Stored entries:

----

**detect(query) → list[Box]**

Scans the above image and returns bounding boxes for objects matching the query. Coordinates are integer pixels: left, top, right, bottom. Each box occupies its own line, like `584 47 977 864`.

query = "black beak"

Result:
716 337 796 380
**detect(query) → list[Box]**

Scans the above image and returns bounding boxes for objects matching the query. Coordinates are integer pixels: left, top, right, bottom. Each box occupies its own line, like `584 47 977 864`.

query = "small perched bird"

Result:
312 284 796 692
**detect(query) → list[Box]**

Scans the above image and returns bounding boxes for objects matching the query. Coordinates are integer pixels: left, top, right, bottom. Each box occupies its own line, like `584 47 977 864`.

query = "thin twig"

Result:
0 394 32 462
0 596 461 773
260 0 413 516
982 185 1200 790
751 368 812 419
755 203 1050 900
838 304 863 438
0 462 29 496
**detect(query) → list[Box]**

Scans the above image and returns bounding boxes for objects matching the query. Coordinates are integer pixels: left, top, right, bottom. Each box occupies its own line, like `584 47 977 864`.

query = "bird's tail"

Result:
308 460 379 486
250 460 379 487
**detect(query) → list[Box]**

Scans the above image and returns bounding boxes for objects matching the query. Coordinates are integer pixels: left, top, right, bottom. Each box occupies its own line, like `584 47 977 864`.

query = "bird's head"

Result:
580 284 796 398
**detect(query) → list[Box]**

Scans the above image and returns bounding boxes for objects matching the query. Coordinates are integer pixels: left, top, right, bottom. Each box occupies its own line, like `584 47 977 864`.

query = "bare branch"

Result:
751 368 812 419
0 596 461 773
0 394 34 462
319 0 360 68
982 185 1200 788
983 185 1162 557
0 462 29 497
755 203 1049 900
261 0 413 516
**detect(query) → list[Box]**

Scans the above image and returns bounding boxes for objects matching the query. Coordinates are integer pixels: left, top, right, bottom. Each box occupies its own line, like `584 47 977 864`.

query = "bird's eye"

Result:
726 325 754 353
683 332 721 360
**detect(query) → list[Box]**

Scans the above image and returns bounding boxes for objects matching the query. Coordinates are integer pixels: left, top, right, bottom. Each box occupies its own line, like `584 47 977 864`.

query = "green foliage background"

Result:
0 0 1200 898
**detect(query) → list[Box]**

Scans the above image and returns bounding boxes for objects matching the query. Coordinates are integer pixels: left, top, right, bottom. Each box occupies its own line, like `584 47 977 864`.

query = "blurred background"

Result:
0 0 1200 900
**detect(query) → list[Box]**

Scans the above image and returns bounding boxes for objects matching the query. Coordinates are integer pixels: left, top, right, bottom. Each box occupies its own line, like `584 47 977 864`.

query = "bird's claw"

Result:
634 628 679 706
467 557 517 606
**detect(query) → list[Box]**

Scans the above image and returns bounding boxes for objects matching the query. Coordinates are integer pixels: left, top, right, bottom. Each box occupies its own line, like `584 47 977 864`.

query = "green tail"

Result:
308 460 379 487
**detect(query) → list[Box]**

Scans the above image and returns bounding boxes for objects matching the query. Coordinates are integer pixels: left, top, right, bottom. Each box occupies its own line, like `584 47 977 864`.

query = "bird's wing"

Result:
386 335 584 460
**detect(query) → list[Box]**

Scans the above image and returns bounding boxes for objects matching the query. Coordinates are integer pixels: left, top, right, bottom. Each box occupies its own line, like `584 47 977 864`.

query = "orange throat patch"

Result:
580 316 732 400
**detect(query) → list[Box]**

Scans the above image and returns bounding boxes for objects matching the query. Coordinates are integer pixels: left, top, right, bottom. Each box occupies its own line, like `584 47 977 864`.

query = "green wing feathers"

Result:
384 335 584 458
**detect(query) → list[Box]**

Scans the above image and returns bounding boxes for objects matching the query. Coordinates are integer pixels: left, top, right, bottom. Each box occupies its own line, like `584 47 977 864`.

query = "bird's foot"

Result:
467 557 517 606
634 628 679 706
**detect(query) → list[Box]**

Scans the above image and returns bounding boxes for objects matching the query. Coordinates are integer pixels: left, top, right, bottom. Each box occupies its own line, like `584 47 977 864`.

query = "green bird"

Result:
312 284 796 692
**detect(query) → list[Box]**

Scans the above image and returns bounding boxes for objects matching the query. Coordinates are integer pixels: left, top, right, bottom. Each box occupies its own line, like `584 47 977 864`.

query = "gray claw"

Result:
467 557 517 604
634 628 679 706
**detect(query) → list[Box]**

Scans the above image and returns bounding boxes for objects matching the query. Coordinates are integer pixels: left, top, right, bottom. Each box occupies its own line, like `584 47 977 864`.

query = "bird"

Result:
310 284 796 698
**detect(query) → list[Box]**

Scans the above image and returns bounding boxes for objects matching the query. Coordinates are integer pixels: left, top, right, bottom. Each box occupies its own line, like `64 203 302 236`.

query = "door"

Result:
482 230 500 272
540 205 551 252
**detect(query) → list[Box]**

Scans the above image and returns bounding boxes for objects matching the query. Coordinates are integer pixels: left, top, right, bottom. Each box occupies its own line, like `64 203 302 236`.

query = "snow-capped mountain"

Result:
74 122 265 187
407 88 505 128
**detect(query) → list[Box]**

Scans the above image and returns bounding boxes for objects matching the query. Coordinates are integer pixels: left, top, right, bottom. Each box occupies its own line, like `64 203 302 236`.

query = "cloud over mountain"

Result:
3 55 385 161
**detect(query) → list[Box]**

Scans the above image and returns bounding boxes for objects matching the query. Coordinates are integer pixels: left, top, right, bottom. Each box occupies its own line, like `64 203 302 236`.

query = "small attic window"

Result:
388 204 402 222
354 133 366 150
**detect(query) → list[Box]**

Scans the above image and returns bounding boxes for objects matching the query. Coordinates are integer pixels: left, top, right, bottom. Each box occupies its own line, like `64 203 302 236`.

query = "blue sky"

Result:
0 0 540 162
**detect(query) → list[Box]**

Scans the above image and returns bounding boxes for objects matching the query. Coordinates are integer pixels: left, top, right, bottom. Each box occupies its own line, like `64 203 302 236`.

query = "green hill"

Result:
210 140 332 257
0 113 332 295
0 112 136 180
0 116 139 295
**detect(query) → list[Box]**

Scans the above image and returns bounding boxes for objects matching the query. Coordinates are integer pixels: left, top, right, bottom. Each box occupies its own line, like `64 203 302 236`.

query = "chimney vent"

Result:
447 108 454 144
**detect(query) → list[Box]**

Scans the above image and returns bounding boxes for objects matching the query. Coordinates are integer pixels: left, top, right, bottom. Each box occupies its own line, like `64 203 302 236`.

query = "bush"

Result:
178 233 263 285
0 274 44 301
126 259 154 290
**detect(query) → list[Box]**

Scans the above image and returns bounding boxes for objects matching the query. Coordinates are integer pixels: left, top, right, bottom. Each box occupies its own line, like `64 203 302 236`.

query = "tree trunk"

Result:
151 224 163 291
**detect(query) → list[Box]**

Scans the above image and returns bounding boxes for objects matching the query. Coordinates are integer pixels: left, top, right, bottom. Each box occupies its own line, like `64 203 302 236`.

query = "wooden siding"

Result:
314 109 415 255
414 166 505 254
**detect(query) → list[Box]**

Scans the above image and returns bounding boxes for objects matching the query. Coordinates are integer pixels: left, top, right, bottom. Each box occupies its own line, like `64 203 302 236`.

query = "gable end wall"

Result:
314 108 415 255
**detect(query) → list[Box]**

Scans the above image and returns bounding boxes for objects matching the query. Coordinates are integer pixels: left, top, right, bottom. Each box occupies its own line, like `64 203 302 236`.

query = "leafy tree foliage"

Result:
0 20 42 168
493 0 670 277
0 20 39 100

----

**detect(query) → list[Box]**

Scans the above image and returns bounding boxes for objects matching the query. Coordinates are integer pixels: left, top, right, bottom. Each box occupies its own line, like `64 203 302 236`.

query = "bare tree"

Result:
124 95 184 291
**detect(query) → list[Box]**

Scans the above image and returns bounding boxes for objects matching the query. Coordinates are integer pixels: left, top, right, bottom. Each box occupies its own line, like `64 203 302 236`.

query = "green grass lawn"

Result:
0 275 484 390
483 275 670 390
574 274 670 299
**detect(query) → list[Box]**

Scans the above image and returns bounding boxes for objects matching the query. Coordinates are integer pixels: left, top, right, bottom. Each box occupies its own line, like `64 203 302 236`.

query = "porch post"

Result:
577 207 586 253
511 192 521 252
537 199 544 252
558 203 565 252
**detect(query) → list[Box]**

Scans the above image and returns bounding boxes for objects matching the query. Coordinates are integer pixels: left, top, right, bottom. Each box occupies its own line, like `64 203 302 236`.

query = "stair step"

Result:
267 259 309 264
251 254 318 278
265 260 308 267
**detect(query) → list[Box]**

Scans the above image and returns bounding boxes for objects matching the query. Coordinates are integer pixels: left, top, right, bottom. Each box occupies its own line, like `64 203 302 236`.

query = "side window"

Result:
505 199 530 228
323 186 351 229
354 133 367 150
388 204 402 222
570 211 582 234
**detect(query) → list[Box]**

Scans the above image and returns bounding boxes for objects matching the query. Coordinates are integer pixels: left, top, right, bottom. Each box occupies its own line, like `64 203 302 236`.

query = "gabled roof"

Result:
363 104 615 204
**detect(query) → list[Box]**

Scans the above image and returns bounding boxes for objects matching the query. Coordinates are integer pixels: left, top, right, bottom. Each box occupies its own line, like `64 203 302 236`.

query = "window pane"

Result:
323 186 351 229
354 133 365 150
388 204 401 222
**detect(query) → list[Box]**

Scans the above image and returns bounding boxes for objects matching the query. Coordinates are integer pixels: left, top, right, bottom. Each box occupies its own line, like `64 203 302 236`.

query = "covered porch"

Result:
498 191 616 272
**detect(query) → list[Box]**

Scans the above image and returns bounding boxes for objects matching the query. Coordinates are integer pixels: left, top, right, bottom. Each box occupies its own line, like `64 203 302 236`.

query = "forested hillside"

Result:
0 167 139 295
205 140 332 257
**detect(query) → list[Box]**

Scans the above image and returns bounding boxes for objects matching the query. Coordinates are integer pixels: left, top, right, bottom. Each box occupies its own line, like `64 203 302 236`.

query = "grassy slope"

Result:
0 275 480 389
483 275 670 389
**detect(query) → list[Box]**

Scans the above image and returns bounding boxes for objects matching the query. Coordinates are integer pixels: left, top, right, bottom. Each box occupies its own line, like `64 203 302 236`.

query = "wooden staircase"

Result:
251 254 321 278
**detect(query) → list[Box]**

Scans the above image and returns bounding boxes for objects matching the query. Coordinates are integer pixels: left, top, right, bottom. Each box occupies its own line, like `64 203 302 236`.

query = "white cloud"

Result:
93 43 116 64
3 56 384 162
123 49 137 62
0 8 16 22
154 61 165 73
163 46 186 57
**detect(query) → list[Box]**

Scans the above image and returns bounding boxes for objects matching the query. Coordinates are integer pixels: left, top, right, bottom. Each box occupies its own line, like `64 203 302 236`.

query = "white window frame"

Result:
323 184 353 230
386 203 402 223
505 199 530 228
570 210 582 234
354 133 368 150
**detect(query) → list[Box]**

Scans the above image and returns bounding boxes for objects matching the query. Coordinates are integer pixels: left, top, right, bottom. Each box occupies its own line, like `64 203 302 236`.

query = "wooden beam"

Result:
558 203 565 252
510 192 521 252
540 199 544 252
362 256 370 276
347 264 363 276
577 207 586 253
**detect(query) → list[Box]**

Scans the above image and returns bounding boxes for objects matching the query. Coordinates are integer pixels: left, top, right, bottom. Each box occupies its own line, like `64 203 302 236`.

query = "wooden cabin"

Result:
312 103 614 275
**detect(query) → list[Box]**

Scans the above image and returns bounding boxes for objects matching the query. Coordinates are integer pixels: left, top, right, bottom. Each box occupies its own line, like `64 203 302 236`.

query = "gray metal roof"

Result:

----

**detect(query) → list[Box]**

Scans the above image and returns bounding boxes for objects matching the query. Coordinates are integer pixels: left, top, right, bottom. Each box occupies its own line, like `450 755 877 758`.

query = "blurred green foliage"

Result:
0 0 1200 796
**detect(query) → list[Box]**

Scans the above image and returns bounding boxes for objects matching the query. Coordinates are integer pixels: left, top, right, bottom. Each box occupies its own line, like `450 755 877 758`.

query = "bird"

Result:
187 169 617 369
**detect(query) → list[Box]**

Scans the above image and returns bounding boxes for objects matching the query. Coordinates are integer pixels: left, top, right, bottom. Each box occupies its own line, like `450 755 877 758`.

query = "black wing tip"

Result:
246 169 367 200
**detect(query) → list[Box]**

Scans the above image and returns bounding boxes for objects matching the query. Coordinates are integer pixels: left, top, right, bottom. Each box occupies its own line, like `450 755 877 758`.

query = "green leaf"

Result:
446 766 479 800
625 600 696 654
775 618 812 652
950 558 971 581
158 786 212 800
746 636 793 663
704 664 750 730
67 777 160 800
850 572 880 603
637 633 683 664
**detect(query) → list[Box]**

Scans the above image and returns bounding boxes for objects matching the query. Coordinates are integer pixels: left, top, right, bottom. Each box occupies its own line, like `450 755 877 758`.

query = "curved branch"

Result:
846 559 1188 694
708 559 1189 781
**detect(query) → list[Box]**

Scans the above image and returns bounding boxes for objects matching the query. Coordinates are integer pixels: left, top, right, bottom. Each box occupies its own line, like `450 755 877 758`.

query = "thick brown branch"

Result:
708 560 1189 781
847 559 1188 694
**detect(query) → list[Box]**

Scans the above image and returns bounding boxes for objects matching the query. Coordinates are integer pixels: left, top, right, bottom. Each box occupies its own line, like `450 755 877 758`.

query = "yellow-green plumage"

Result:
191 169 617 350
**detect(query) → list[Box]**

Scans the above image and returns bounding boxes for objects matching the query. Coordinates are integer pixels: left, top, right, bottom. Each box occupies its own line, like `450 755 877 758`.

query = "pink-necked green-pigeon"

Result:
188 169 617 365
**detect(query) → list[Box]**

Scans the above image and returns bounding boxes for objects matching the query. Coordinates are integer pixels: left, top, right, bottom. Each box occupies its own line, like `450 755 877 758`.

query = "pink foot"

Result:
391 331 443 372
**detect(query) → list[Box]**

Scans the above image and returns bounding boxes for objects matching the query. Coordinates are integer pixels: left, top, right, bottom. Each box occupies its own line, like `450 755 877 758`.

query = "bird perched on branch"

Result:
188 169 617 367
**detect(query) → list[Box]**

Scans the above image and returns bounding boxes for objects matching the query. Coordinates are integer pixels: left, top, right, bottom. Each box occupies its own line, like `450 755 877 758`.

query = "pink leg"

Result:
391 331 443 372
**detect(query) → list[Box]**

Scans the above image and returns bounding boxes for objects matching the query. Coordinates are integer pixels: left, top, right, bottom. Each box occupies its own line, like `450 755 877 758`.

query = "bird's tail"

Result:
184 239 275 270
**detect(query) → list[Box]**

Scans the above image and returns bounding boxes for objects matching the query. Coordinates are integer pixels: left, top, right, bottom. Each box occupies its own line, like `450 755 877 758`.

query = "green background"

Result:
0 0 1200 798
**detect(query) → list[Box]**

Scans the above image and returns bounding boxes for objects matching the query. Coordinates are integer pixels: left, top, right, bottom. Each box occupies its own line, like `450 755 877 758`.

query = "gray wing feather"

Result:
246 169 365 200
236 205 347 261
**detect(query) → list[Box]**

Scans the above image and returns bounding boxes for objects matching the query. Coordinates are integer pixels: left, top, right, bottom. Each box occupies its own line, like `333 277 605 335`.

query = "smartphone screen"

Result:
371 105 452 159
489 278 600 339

----

> _Problem statement_: Collect every line in the stored entries above that contains the string "black". Case counts.

> _Exercise result_:
query = "black beak"
query = "black wing tip"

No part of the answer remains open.